Locate each line below that includes "neighboring" and reproduce it.

§ Source data
· · · · ·
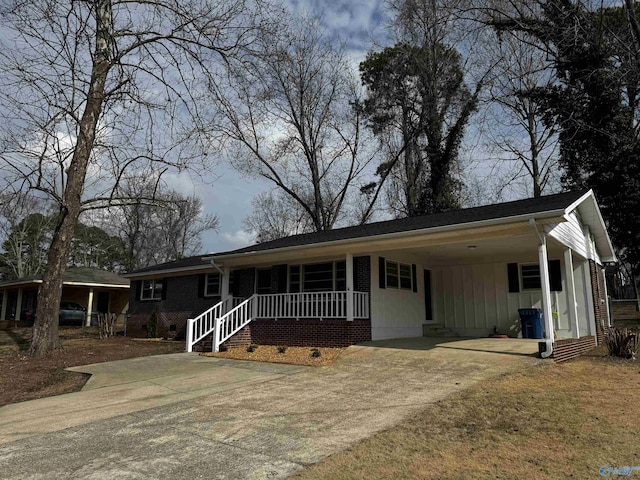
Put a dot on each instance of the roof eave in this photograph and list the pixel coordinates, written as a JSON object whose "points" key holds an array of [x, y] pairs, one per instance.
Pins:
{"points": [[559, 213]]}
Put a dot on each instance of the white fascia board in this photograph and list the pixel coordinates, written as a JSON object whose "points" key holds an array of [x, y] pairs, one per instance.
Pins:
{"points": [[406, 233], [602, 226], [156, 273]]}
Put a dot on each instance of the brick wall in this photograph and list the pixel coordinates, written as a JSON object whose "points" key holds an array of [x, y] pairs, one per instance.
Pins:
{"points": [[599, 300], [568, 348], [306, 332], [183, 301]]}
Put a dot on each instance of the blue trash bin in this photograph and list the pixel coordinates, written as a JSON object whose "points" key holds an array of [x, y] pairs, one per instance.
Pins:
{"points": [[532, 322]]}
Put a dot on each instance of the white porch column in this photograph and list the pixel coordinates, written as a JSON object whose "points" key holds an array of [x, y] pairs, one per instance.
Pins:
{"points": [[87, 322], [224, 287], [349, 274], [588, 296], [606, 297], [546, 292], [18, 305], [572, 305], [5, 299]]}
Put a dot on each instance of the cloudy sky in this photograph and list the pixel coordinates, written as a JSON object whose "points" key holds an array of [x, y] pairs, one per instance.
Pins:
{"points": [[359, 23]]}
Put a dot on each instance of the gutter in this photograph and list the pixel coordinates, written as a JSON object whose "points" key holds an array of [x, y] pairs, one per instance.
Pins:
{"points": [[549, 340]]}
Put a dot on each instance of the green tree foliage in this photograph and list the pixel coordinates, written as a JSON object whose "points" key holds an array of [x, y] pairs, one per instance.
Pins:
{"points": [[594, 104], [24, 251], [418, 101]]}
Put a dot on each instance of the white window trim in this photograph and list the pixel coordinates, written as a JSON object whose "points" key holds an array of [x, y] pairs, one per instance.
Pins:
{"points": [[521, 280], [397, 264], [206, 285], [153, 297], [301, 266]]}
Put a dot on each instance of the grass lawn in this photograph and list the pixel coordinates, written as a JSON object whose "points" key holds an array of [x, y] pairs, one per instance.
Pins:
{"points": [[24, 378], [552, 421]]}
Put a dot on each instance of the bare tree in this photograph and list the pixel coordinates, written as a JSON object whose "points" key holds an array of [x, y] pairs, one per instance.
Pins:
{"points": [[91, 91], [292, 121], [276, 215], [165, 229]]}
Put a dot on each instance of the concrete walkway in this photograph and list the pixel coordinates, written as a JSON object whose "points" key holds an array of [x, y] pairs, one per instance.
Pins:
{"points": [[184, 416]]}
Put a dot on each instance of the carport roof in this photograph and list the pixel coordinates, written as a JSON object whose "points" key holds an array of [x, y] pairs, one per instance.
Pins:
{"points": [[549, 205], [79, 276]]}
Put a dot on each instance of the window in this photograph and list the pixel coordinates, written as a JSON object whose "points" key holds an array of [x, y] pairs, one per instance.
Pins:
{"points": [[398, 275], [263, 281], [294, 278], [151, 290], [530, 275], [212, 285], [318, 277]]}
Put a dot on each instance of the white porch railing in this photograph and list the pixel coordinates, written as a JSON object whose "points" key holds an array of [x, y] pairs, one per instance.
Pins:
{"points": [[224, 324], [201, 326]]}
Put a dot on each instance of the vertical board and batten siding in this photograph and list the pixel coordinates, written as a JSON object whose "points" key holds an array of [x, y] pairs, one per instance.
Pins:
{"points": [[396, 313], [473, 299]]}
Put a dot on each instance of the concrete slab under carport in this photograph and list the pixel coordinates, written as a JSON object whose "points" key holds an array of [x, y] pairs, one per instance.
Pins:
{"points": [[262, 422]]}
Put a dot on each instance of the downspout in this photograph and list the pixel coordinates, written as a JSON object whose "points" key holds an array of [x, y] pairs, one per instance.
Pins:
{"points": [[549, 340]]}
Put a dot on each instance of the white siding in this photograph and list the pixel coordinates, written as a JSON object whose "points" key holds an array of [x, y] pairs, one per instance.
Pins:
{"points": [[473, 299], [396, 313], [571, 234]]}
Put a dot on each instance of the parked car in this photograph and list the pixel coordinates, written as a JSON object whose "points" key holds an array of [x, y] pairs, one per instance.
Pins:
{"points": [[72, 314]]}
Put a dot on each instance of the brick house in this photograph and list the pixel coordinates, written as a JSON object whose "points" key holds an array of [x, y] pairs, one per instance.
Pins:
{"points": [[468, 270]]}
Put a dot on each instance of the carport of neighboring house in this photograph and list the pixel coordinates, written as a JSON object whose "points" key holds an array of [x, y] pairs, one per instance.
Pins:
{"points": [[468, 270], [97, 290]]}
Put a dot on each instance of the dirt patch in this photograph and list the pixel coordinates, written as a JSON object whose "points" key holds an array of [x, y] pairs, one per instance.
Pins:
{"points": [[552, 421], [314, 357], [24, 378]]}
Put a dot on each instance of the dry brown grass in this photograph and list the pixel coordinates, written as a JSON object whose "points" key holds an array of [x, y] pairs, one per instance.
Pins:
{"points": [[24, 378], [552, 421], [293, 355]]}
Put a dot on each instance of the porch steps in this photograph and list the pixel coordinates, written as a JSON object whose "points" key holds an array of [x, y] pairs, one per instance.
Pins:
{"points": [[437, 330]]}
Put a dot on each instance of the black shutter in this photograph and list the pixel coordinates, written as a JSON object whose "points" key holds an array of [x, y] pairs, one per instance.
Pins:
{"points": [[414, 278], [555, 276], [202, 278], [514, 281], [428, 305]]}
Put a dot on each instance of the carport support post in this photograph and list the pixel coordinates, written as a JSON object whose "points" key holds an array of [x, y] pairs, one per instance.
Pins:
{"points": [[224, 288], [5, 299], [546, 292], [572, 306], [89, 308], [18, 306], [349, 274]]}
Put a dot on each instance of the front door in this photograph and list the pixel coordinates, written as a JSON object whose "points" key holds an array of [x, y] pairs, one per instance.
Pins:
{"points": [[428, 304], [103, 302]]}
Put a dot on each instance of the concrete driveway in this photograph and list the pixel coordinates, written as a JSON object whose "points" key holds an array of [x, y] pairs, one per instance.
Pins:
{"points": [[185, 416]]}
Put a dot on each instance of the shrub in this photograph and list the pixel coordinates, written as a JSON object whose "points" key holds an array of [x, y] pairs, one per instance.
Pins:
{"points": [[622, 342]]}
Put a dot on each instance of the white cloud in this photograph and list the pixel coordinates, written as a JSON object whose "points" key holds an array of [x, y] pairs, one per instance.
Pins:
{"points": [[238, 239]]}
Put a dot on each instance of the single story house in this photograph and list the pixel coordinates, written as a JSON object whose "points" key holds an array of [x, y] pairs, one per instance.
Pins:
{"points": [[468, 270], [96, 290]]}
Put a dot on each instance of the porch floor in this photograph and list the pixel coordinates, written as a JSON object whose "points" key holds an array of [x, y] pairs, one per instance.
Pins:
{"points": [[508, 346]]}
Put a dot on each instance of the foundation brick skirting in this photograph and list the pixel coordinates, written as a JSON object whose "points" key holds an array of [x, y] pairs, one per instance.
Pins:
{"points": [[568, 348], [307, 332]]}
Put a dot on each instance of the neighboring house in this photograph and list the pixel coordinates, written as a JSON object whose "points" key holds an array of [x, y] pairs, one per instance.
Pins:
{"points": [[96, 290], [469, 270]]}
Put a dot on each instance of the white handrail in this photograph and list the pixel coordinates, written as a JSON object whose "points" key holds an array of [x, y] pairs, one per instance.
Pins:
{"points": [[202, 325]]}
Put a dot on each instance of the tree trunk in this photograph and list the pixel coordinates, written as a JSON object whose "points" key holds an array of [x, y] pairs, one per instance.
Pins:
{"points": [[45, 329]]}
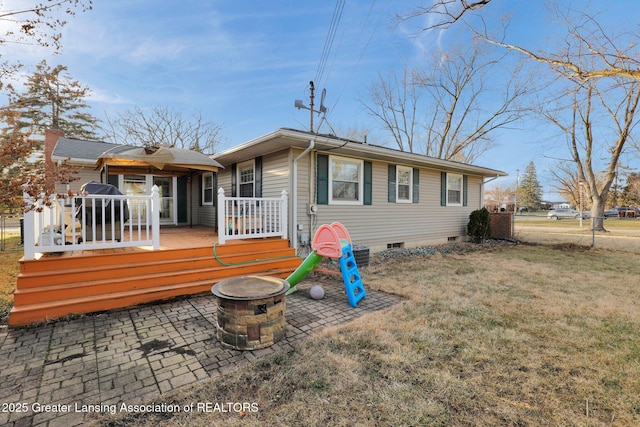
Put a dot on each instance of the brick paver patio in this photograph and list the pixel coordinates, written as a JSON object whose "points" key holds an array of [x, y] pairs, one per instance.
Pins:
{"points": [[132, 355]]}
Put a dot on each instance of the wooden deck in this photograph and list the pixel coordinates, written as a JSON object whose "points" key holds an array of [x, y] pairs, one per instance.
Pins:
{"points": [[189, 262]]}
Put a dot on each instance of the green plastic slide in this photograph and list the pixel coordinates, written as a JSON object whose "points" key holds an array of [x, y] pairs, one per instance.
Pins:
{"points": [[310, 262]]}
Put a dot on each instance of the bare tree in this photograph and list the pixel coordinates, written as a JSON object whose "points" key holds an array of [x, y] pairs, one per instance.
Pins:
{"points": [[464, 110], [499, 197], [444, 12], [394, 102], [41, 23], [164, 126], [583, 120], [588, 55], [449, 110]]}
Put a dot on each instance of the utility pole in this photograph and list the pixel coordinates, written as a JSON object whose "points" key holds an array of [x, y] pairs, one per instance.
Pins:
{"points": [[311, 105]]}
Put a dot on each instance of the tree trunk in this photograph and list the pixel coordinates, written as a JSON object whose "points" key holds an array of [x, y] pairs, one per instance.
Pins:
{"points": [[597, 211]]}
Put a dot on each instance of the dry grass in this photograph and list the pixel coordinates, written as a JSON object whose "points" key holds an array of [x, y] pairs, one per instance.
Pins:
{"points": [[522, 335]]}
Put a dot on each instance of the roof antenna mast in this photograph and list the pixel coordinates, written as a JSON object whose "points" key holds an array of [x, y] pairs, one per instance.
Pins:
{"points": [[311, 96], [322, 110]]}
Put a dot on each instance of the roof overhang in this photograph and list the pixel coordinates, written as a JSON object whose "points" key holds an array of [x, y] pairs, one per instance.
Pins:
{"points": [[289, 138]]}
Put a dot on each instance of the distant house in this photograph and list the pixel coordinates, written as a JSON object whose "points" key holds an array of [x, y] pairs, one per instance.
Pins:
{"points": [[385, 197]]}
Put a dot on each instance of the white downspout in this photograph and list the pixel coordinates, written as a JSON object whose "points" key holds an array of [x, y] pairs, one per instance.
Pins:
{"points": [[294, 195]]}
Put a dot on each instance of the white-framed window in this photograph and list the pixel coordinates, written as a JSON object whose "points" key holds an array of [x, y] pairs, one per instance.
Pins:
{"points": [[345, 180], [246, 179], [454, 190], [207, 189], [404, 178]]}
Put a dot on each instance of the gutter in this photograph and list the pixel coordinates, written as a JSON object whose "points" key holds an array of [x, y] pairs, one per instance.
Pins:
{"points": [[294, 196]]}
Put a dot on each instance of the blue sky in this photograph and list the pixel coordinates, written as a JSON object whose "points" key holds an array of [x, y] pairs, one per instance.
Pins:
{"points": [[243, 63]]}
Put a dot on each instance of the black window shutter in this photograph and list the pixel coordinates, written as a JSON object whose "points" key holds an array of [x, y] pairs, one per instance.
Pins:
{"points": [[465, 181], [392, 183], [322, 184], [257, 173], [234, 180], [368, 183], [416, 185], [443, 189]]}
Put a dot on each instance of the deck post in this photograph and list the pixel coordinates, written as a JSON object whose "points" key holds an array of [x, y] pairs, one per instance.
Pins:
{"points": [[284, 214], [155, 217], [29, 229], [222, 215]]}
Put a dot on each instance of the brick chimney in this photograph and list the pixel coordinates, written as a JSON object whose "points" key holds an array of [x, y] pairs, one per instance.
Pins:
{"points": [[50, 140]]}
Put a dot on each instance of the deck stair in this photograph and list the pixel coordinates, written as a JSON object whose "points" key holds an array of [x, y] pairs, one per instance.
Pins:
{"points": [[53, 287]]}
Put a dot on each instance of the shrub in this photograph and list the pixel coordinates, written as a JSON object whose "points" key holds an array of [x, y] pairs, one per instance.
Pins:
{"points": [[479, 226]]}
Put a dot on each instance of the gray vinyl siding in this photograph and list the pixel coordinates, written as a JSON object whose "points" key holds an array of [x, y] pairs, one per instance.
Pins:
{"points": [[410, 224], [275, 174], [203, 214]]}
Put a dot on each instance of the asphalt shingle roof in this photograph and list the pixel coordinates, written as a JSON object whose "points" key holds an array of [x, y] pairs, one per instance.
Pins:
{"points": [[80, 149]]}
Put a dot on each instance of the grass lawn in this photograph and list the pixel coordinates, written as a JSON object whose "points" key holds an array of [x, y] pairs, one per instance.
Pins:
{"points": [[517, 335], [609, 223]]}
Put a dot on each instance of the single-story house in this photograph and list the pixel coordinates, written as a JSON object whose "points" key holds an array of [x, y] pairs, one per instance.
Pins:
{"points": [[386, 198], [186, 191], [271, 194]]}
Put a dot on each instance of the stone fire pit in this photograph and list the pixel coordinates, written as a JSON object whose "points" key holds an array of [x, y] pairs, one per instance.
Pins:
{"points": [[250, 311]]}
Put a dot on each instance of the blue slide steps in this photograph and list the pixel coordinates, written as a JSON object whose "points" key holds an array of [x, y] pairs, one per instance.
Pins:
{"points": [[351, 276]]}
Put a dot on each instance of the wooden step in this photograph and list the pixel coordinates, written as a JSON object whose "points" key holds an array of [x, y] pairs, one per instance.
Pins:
· · · · ·
§ Response for this exercise
Put a dot on each instance of the carport of neighboring house in this photograph and list the pixel coordinates, written as a JSON object whose "points" key holds an array of [x, y] pairs, one per instance.
Put a dot on each instance of the neighboring house in this photograph and list the pixel coordinates, written as a JSON object whose "points" key holds an array of [x, y] pairs, one per instance.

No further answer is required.